#### Provided records:
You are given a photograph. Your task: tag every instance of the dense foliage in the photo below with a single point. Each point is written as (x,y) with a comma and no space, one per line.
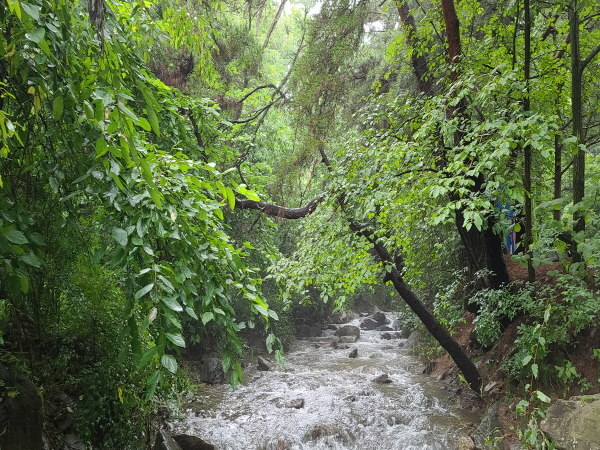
(130,131)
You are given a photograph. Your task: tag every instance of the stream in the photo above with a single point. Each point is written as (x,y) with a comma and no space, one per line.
(343,408)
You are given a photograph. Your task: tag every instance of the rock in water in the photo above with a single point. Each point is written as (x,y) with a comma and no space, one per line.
(187,442)
(348,330)
(164,441)
(382,379)
(380,318)
(368,324)
(575,423)
(264,364)
(465,443)
(211,370)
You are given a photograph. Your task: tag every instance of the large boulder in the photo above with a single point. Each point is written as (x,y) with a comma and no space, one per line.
(348,330)
(187,442)
(20,412)
(380,318)
(575,423)
(329,434)
(368,323)
(341,317)
(211,370)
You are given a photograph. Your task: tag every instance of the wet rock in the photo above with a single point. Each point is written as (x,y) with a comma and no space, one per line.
(465,443)
(187,442)
(340,317)
(72,442)
(264,364)
(574,423)
(308,331)
(21,413)
(413,339)
(382,379)
(368,324)
(164,441)
(329,434)
(380,318)
(211,370)
(277,444)
(429,367)
(489,427)
(348,330)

#### Problem to work on:
Convert the material into a JSON list of strings, one string per line, omitting blank lines: begin at the line that contains "of the stream" and stop after the last line of the material above.

#### The response:
[
  "You are given a photograph. Your task: tag every instance of the stream in the photo above with a single point. Each point is written as (x,y) with a comma and no space, one per line.",
  "(343,408)",
  "You are given a photograph. Your task: tag every instance of the rock in water in the photo above with a single point. Each point is written as (x,y) with a comma and no space, one per line.",
  "(187,442)",
  "(348,330)",
  "(164,441)",
  "(382,379)",
  "(380,318)",
  "(368,324)",
  "(575,423)",
  "(264,364)",
  "(465,443)",
  "(211,370)",
  "You are given a photograph. Your task: tag every instance of the large boulder in the photo above with a single point. Each point is written as (x,y) with a comma and no space, one per line.",
  "(348,330)",
  "(187,442)",
  "(20,412)",
  "(380,318)",
  "(575,423)",
  "(329,434)",
  "(368,323)",
  "(341,317)",
  "(211,370)",
  "You are given a photograph. Your task: tag every instance of the wet rock in the photo above with a single point. Each point is written as (x,y) with a comma and no space, one per line.",
  "(465,443)",
  "(187,442)",
  "(340,317)",
  "(72,442)",
  "(264,364)",
  "(574,423)",
  "(308,331)",
  "(21,413)",
  "(413,339)",
  "(382,379)",
  "(368,324)",
  "(164,441)",
  "(329,434)",
  "(380,318)",
  "(211,370)",
  "(277,444)",
  "(429,367)",
  "(489,427)",
  "(348,330)"
]